### EXERCISE TASKS
1. List every distinct email address that appears in the Go compiler commit patch.
2. Please write the next lines of the Go compiler commit patch, picking up right after its final comment line.

### PROVIDED PASSAGE

══════

Change-Id: Ie06b80a2b2a03a3fd0978bcaf7715f9afb66e0ab
GitHub-Last-Rev: e9a18d93893cc6493794683bf75b9848478a4de6
GitHub-Pull-Request: golang/go#53326
Reviewed-on: https://go-review.googlesource.com/c/go/+/411674
Reviewed-by: Keith Randall <khr@google.com>
Reviewed-by: Keith Randall <khr@golang.org>
Run-TryBot: Keith Randall <khr@golang.org>
Auto-Submit: Keith Randall <khr@golang.org>
TryBot-Result: Gopher Robot <gobot@golang.org>
Reviewed-by: Heschi Kreinick <heschi@google.com>
---
 src/cmd/compile/internal/compare/compare.go   |  98 +++++++++-
 .../compile/internal/compare/compare_test.go  | 178 ++++++++++++++++++
 .../compile/internal/reflectdata/alg_test.go  |  19 ++
 src/cmd/compile/internal/walk/compare.go      |   2 +-
 test/codegen/comparisons.go                   |  45 +++++
 5 files changed, 332 insertions(+), 10 deletions(-)
 create mode 100644 src/cmd/compile/internal/compare/compare_test.go

diff --git a/src/cmd/compile/internal/compare/compare.go b/src/cmd/compile/internal/compare/compare.go
index c0017b1b729..512ad252378 100644
--- a/src/cmd/compile/internal/compare/compare.go
+++ b/src/cmd/compile/internal/compare/compare.go
@@ -79,10 +79,93 @@ func EqCanPanic(t *types.Type) bool {
 	}
 }
 
+// EqStructCost returns the cost of an equality comparison of two structs.
+//
+// The cost is determined using an algorithm which takes into consideration
+// the size of the registers in the current architecture and the size of the
+// memory-only fields in the struct.
+func EqStructCost(t *types.Type) int64 {
+	cost := int64(0)
+
+	for i, fields := 0, t.FieldSlice(); i < len(fields); {
+		f := fields[i]
+
+		// Skip blank-named fields.
+		if f.Sym.IsBlank() {
+			i++
+			continue
+		}
+
+		n, _, next := eqStructFieldCost(t, i)
+
+		cost += n
+		i = next
+	}
+
+	return cost
+}
+
+// eqStructFieldCost returns the cost of an equality comparison of two struct fields.
+// t is the parent struct type, and i is the index of the field in the parent struct type.

══════

### AVAILABLE DATA
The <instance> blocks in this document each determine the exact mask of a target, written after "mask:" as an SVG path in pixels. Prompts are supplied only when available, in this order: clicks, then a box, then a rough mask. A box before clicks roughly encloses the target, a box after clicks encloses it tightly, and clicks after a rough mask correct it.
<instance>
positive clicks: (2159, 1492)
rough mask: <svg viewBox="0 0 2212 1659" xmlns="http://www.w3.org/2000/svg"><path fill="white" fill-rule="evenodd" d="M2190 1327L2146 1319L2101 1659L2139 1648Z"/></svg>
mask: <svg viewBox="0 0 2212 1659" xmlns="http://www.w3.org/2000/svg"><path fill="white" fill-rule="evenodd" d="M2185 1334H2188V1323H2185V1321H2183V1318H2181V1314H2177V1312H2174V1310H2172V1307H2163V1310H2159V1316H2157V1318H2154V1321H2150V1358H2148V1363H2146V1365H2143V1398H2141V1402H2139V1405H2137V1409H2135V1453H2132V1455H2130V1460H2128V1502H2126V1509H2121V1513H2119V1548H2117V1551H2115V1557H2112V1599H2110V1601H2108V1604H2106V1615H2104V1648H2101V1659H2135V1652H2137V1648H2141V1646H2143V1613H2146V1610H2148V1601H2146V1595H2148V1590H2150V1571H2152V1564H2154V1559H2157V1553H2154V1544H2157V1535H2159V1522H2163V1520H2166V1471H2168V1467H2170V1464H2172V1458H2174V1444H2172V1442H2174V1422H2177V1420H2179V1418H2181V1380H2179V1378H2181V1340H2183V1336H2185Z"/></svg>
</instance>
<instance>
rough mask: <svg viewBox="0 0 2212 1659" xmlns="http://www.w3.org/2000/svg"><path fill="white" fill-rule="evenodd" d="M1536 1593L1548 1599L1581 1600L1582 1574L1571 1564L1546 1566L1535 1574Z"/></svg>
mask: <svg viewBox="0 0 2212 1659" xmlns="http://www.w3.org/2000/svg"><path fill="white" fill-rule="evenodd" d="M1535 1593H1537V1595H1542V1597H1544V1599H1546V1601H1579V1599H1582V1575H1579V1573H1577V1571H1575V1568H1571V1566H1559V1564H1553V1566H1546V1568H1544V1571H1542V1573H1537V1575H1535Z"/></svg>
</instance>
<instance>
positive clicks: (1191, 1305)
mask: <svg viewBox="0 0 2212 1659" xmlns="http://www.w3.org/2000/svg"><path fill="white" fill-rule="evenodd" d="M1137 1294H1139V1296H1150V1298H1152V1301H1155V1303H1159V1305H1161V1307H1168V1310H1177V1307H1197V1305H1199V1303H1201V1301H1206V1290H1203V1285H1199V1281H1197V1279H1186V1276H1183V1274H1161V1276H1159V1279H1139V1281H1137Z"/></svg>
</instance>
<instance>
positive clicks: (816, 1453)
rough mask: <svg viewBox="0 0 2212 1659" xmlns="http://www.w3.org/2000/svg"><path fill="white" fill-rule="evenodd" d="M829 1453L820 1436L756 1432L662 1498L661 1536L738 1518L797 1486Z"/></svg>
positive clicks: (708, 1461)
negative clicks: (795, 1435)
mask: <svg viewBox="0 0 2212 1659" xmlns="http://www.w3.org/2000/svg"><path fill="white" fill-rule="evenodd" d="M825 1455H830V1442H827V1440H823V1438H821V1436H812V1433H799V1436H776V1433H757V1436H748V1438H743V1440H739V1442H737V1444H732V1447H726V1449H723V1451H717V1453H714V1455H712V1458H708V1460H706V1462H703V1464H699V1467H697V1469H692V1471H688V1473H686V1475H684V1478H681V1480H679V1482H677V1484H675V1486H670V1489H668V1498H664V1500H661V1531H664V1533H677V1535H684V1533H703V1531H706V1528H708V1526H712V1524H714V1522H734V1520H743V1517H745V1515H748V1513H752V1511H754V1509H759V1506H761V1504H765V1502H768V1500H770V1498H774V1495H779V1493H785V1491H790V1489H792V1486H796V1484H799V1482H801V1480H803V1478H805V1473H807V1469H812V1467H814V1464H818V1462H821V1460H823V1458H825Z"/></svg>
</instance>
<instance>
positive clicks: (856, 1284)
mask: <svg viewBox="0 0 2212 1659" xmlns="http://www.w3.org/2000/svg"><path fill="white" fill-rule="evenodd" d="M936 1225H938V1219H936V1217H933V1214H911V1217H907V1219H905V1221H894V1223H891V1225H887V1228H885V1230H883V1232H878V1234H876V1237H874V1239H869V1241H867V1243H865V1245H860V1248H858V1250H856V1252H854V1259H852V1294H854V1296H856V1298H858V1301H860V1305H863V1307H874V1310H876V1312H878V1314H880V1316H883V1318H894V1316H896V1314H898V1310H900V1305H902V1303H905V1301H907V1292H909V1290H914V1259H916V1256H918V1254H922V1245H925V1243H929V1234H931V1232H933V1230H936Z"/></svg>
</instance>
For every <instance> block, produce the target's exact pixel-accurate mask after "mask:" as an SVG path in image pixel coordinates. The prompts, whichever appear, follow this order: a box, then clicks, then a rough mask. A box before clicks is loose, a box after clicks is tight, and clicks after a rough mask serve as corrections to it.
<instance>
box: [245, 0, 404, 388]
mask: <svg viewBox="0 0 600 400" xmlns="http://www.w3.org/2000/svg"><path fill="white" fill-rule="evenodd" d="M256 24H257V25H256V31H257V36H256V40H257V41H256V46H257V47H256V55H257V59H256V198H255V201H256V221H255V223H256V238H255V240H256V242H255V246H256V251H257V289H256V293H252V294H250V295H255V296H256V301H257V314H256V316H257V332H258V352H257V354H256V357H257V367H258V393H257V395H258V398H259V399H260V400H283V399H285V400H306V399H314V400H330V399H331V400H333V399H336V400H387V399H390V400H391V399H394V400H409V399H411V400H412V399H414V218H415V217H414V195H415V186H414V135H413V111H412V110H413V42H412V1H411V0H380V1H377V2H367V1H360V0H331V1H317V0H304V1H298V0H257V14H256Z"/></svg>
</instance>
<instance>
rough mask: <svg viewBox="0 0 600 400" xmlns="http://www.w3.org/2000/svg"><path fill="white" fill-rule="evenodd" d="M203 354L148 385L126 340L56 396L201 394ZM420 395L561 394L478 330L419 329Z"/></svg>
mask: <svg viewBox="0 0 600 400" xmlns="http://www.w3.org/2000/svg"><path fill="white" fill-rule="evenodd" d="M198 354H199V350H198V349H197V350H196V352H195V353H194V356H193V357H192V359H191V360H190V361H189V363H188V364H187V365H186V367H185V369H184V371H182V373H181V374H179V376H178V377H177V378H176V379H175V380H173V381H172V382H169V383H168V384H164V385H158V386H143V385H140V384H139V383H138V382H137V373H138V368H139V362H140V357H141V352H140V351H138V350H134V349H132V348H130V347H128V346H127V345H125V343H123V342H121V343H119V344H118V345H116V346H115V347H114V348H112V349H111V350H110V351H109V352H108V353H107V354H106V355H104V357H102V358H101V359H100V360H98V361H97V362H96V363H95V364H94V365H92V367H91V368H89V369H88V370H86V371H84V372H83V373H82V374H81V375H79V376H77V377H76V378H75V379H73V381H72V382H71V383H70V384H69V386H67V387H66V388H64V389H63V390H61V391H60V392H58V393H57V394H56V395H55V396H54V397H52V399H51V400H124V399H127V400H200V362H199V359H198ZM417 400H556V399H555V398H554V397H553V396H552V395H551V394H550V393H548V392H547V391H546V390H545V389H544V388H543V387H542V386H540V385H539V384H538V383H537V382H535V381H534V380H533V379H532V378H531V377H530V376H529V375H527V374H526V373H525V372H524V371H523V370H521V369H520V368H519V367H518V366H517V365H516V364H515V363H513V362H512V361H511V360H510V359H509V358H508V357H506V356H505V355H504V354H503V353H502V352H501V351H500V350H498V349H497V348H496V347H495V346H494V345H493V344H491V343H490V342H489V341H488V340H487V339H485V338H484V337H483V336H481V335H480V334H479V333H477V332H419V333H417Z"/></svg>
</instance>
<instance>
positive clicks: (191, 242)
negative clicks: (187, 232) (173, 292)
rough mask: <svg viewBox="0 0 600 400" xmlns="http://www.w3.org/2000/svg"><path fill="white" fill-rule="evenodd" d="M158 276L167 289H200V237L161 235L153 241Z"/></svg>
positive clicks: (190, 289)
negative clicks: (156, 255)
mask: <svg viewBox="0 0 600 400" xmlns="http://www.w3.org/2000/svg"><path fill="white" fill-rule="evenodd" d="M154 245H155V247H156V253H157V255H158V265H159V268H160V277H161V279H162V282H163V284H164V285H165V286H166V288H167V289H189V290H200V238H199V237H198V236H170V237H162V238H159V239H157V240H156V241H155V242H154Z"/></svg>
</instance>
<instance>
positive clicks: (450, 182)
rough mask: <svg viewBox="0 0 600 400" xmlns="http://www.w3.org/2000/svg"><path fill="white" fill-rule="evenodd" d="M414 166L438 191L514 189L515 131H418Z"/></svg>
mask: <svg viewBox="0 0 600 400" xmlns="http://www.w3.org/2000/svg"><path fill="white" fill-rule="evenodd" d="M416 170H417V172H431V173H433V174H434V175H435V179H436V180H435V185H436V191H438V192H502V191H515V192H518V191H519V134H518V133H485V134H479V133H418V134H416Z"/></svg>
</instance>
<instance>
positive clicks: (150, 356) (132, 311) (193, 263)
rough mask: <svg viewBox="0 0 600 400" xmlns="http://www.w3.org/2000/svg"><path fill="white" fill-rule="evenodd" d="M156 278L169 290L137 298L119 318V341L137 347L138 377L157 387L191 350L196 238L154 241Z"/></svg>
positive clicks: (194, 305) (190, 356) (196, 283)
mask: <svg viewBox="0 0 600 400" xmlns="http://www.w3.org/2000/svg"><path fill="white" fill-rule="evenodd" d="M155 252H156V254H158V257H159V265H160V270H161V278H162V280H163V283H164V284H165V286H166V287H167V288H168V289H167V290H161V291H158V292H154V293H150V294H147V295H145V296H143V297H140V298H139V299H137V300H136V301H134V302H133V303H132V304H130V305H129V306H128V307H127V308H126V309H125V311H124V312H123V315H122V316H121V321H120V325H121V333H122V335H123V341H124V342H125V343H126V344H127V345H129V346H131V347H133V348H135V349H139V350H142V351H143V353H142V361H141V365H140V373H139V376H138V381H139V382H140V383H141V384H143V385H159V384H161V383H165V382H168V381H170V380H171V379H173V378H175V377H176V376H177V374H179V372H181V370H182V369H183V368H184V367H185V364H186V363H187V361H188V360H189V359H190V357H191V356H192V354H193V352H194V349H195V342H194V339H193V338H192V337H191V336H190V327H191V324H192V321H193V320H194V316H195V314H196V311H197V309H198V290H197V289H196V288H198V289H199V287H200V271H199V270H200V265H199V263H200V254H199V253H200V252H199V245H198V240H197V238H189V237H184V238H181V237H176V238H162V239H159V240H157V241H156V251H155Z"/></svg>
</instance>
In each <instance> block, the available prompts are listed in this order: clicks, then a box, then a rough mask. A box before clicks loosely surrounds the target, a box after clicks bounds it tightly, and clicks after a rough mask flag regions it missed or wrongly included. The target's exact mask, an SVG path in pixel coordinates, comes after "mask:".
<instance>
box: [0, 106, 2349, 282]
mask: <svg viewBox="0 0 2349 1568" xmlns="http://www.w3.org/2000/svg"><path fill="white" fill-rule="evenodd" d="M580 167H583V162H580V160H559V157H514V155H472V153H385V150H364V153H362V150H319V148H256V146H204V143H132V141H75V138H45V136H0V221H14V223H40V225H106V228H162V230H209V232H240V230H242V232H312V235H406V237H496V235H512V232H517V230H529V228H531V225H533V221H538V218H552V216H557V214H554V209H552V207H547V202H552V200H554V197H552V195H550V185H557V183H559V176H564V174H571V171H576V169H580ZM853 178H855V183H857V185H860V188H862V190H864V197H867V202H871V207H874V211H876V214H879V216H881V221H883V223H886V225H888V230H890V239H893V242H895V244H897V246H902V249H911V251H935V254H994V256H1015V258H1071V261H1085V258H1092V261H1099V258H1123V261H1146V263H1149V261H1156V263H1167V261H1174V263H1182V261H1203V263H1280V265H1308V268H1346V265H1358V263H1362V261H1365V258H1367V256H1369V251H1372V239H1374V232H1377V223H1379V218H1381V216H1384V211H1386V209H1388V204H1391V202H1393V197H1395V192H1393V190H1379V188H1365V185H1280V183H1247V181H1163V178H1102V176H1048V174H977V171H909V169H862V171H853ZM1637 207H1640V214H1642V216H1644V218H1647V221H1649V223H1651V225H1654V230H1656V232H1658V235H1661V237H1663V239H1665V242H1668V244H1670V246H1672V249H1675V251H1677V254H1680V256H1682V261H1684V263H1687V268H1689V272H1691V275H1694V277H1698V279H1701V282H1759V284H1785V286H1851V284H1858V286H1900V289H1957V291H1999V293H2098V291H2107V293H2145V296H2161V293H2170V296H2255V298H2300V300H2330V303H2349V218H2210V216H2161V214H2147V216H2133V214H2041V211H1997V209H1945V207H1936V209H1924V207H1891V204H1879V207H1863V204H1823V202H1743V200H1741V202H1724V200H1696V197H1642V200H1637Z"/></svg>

══════

### ANSWERS BY ITEM
1.
khr@google.com
khr@golang.org
gobot@golang.org
heschi@google.com

2.
+// eqStructFieldCost may compute the cost of several adjacent fields at once. It returns
+// the cost, the size of the set of fields it computed the cost for (in bytes), and the
+// index of the first field not part of the set of fields for which the cost
+// has already been calculated.
+func eqStructFieldCost(t *types.Type, i int) (int64, int64, int) {
+	var (
+		cost    = int64(0)
+		regSize = int64(types.RegSize)
+
+		size int64
+		next int
+	)
+
+	if base.Ctxt.Arch.CanMergeLoads {
+		// If we can merge adjacent loads then we can calculate the cost of the
+		// comparison using the size of the memory run and the size of the registers.
+		size, next = Memrun(t, i)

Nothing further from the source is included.